What the exercise asks: Copy every line of the entries that includes the word "tier".

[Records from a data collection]
*****
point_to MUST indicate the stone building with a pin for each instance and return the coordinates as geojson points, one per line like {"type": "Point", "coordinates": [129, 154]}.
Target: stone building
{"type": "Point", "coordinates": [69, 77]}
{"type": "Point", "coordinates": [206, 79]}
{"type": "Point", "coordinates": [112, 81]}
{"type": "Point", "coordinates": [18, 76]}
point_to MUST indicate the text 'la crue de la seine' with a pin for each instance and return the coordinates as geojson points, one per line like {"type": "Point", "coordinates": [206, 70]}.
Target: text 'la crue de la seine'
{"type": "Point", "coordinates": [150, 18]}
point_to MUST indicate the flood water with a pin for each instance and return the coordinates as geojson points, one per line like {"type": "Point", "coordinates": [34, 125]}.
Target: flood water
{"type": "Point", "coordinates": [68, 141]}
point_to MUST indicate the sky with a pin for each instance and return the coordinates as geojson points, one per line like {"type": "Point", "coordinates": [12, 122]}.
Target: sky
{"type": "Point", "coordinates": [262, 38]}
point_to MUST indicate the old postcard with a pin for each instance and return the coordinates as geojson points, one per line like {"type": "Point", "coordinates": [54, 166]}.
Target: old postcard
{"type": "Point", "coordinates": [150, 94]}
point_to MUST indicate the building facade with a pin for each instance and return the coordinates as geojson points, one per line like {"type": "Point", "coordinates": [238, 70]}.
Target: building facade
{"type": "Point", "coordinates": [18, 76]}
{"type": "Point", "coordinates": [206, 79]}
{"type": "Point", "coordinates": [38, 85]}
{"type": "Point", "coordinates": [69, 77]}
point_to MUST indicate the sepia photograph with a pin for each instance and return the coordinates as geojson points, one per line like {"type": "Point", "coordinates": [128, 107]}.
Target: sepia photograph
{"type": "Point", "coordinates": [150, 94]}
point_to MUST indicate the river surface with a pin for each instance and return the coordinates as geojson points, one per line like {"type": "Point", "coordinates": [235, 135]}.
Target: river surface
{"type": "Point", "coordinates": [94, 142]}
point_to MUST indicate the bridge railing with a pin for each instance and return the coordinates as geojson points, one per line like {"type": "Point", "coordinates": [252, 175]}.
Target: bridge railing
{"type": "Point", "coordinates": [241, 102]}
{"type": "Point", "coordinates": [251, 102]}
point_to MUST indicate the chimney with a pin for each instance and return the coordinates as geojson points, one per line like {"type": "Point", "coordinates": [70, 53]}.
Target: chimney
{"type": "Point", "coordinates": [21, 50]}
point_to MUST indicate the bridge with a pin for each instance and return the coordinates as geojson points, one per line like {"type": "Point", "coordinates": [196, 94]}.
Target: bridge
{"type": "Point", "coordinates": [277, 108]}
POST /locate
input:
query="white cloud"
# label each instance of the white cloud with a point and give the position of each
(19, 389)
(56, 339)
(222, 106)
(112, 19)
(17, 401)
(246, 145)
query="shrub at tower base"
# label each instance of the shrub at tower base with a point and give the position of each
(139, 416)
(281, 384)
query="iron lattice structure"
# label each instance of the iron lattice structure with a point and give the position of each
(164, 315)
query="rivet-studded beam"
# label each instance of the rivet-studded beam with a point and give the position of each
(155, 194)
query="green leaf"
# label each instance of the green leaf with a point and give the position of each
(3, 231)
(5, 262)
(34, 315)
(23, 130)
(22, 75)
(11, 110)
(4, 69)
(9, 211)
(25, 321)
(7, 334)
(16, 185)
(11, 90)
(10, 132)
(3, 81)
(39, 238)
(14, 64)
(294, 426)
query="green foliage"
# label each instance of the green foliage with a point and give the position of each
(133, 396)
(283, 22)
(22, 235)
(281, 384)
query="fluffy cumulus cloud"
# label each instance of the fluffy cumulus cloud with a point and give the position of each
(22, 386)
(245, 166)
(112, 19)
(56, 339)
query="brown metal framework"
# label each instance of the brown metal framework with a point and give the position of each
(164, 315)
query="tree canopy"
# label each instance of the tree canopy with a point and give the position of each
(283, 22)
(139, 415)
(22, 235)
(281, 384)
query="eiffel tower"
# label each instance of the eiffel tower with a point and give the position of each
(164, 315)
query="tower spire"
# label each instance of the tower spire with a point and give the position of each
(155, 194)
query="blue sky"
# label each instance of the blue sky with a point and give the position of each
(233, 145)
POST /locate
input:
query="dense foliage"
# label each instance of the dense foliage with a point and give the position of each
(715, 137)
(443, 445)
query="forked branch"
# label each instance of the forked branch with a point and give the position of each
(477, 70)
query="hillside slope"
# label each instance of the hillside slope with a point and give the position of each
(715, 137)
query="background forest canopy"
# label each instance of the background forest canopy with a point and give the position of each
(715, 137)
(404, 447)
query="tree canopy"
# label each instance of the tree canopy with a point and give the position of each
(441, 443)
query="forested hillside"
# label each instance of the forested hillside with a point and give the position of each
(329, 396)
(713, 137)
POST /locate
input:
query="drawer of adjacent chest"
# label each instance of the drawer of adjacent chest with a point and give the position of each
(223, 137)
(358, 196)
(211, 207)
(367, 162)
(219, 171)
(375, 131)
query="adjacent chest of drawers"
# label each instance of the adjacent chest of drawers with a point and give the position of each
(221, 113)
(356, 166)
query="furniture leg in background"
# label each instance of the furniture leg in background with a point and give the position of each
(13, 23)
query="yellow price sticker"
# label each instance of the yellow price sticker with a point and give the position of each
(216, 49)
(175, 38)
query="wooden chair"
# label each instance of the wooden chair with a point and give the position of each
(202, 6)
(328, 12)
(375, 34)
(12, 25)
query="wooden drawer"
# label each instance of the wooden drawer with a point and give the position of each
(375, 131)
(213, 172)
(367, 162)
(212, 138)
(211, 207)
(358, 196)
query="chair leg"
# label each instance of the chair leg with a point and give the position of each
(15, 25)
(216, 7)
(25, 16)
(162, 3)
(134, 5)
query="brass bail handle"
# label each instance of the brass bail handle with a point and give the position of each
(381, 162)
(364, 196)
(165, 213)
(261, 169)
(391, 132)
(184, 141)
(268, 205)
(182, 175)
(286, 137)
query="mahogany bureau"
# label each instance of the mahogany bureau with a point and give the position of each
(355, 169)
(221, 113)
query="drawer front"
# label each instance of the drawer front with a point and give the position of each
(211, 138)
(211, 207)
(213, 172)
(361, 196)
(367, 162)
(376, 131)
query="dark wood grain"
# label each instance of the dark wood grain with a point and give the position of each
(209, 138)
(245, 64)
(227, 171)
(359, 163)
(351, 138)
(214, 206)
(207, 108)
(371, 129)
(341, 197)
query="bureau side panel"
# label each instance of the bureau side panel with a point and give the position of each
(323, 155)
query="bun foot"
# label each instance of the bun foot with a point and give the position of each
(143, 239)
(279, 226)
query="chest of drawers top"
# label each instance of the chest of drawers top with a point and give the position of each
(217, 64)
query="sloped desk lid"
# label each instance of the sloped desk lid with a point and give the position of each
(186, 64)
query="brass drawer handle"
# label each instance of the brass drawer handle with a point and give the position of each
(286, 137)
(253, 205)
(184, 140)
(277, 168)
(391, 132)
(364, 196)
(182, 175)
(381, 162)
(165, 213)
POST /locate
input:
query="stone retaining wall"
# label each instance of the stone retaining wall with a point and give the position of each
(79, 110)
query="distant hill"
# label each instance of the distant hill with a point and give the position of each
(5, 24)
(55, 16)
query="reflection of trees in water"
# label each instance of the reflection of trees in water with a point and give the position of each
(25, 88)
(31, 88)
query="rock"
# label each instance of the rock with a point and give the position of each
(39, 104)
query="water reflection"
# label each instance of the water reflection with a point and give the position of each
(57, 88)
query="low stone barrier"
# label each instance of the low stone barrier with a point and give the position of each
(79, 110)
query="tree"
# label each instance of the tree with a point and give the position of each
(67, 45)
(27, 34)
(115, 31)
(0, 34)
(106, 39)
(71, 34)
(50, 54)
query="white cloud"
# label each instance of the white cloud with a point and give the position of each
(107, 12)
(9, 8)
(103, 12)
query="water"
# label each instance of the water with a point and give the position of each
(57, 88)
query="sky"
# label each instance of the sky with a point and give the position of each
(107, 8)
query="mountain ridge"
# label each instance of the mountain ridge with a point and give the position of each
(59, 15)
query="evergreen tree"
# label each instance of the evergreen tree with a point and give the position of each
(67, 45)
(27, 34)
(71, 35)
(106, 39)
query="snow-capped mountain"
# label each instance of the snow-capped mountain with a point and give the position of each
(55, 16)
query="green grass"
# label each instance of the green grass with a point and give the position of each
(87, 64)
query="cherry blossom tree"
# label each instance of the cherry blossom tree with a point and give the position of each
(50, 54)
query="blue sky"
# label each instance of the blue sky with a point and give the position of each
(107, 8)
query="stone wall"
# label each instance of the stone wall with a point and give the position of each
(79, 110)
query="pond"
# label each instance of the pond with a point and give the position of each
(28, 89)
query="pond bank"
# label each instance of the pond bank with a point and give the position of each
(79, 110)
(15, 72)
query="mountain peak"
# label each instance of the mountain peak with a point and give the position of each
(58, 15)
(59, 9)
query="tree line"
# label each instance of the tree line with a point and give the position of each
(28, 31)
*****
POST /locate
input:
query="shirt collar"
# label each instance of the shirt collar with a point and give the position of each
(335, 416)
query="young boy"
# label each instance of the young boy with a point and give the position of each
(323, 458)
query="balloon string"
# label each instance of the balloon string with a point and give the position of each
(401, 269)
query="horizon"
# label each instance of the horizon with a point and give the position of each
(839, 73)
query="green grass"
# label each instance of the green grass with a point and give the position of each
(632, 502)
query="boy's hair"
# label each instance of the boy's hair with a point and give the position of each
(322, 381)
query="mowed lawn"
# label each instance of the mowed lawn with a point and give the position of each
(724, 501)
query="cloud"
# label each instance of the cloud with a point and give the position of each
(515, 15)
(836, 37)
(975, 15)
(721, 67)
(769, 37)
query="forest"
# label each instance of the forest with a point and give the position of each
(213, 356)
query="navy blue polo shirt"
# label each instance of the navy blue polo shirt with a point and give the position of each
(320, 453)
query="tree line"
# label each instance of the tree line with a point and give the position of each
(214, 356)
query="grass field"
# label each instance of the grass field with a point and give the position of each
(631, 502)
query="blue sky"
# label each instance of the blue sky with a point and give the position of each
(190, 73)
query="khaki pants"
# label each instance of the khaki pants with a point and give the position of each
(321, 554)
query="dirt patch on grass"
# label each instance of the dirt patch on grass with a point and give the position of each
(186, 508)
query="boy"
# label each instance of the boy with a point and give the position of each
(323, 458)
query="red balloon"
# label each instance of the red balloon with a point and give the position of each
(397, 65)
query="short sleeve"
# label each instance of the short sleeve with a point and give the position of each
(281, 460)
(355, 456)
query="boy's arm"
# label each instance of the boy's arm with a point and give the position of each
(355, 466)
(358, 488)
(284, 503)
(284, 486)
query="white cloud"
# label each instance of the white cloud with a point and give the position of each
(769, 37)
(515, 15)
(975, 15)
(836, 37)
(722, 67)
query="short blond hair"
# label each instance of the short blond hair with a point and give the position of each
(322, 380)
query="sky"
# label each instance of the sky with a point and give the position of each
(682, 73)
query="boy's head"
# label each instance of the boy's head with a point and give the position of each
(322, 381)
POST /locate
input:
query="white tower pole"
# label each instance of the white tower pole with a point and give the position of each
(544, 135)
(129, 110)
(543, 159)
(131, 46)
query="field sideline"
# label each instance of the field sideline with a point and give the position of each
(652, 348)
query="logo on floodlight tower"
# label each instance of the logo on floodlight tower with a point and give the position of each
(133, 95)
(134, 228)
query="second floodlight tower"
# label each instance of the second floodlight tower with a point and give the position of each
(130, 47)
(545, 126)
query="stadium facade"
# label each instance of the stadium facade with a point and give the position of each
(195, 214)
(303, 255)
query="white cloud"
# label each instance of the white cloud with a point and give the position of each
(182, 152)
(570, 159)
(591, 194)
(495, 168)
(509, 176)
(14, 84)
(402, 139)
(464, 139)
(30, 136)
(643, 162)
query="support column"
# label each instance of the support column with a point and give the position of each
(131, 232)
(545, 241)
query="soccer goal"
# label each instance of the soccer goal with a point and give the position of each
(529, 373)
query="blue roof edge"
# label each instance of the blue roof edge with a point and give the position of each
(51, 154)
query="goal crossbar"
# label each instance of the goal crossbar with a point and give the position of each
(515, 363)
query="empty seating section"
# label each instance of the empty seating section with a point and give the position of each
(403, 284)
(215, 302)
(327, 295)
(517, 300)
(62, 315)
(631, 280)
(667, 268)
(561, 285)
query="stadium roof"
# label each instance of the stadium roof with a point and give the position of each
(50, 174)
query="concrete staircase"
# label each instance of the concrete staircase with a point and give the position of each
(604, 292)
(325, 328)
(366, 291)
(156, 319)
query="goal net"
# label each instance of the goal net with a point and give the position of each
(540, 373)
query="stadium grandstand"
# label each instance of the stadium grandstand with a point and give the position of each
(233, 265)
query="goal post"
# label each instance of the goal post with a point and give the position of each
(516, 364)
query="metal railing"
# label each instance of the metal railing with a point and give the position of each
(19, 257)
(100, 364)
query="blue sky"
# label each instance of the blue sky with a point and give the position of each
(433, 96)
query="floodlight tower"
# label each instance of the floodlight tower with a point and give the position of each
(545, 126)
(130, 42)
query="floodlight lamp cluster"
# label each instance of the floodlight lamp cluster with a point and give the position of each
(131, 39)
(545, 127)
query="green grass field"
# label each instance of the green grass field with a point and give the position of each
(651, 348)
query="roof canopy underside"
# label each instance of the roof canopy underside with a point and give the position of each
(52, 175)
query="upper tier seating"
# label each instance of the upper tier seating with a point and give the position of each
*****
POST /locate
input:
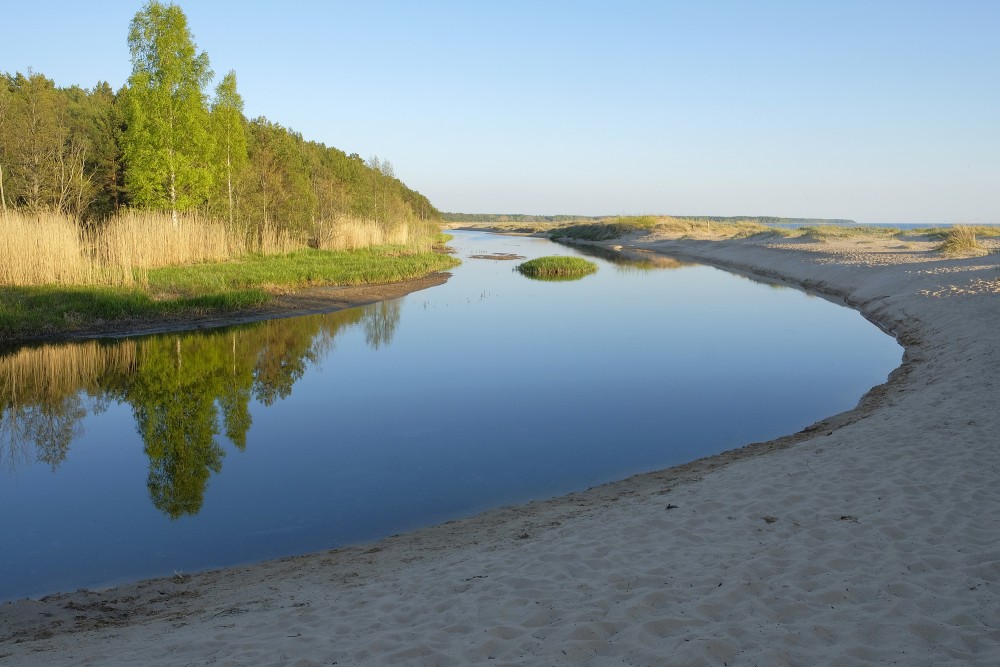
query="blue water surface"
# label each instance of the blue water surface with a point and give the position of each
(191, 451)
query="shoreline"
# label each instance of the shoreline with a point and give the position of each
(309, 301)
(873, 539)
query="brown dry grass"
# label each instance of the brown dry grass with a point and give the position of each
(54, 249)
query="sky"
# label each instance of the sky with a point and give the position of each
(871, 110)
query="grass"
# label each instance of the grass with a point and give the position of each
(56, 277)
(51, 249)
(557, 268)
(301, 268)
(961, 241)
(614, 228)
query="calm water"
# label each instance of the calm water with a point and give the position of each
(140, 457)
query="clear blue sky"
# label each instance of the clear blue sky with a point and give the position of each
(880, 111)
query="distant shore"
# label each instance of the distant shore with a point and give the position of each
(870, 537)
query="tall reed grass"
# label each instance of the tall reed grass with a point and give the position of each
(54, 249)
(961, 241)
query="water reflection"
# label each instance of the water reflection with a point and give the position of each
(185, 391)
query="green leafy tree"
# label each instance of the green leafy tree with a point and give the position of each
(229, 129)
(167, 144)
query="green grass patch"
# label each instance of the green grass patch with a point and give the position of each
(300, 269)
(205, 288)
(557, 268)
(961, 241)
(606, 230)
*****
Solution:
query="upper tier seating"
# label each instance of the upper tier seating with a point and give the position of each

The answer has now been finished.